SECTION DU DOCUMENT:
══════════════════════════════

Les huitième et neuvième scènes représentent des centaures musiciens. L'un joue de la flûte, un autre de la viole, un troisième actionne un archet sur les cordes d'un luth, archet disparu avec le temps, tandis que le quatrième centaure bat la mesure.
A cette étape de la "dissolution", les centaures doivent se mettre en harmonie, à "l'unisson" pour continuer la quête. Plus de combat pour l'instant mais seulement l'accord de la musique. Le chef d'orchestre, un maître, abaissé à notre niveau de centaure tente d'éviter toute cacophonie. Tout comme le joueur de flûte des contes de fées, le centaure au pipeau essaie d'entraîner le joueur de viole vers l'arrière, de le faire régresser vers le début du chemin. Par contre, le chef d'orchestre régule la "musique" du joueur de luth. Ce dernier n'exerce plus avec sa propre main mais avec un instrument que le maître lui a donné. Cette allégorie est des plus significatives : les conseils, les "instruments" d'êtres un peu plus avancés sur la route initiatique sont indispensables pour notre progression. Il paraît utopique de vouloir se lancer seul et sans "béquilles" dans un chemin ésotérique. Ce n'est que bien plus tard que la solitude sera nécessaire, quand l'homme pourra discerner s'il est vraiment en accord avec Dieu. Avec l'aide du maître et de son "archet", l'homme nouveau, débarrassé de sa partie animale, pourra enfin naître. Cette nouvelle naissance reste cependant très fragile.
10. Centaure et amazone.
La dixième séquence montre une femme centaure tentant d'enlever un enfant. Un archer lui décoche une flèche pour l'en empêcher. La nouvelle naissance a eu lieu, mais l'animalité de l'homme s'accroche. Cette animalité, représentée sous les traits d'une femme au sourire sarcastique, est encore accentuée par la tête de lion qui forme la partie inférieure du corps. Cette femme ne veut pas que son "enfant" progresse et le retient vigoureusement. Nos mauvais instincts ne veulent pas nous lâcher aussi simplement. Pour nous délivrer du joug de la '"méchante femme", un autre personnage doit intervenir. Il ne s'agit pas du sagittaire car celui-ci est toujours centaure. Dans notre scène, l'homme se tient à califourchon sur le lion, c'est-à-dire que l'archer domine son animalité. Il l'a domptée et maîtrisée. L'archer est donc un être plus avancé qui peut constater les succès des combats précédents et venir clôturer les épreuves actuelles en annihilant d'une flèche les derniers bas instincts de l'homme nouveau. Remarquons que la flèche passe juste au-dessus de la tête, semblant ouvrir symboliquement le haut du crâne de l'enfant, là où les cabalistes placent la Sephira Kether et les orientaux le chakra coronal. Mais pour accéder à la façade, il nous faut encore faire preuve de courage et à nouveau livrer combat. A ce moment de la quête, il faut redevenir centaure car, même aidée, notre âme n'est pas suffisamment dépouillée pour recevoir des enseignements encore plus élevés.
11. Duel de centaures.

══════════════════════════════

EXTRAIT DE DONNÉES:
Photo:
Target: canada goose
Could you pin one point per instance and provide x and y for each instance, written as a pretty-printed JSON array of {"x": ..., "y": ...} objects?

══════════════════════════════

TRAVAIL À RÉALISER: Prolongez le texte sur les centaures à partir de son dernier intertitre, « 11. Duel de centaures ». Ces données n'ont aucun rapport avec le texte sur les centaures.

RÉPONSE ATTENDUE:
A la onzième étape, le centaure "nouvel homme" se retourne en arrière. Il est muni d'une verge et est prêt à combattre pour vaincre toute tentative de retour sur son pénible passé. Un autre centaure tente de forcer le passage. Ce centaure possède un visage de singe et lutte contre un ange, centaure lui aussi car il doit se placer à notre niveau. Il est le gardien de la dernière étape. Depuis la scène précédente, l'homme n'est plus seul à combattre. En effet, il est trop faible pour lutter lui-même contre les derniers remparts. Il faut également qu'il conserve l'humilité de se savoir encore centaure pour qu'il puisse progresser dans son pèlerinage initiatique. Les bons résultats acquis par les efforts précédents sont récompensés par le soutien de son maître. C'est celui-ci qui "ouvre les portes" de l'avenir.
12. Le juif et les démons.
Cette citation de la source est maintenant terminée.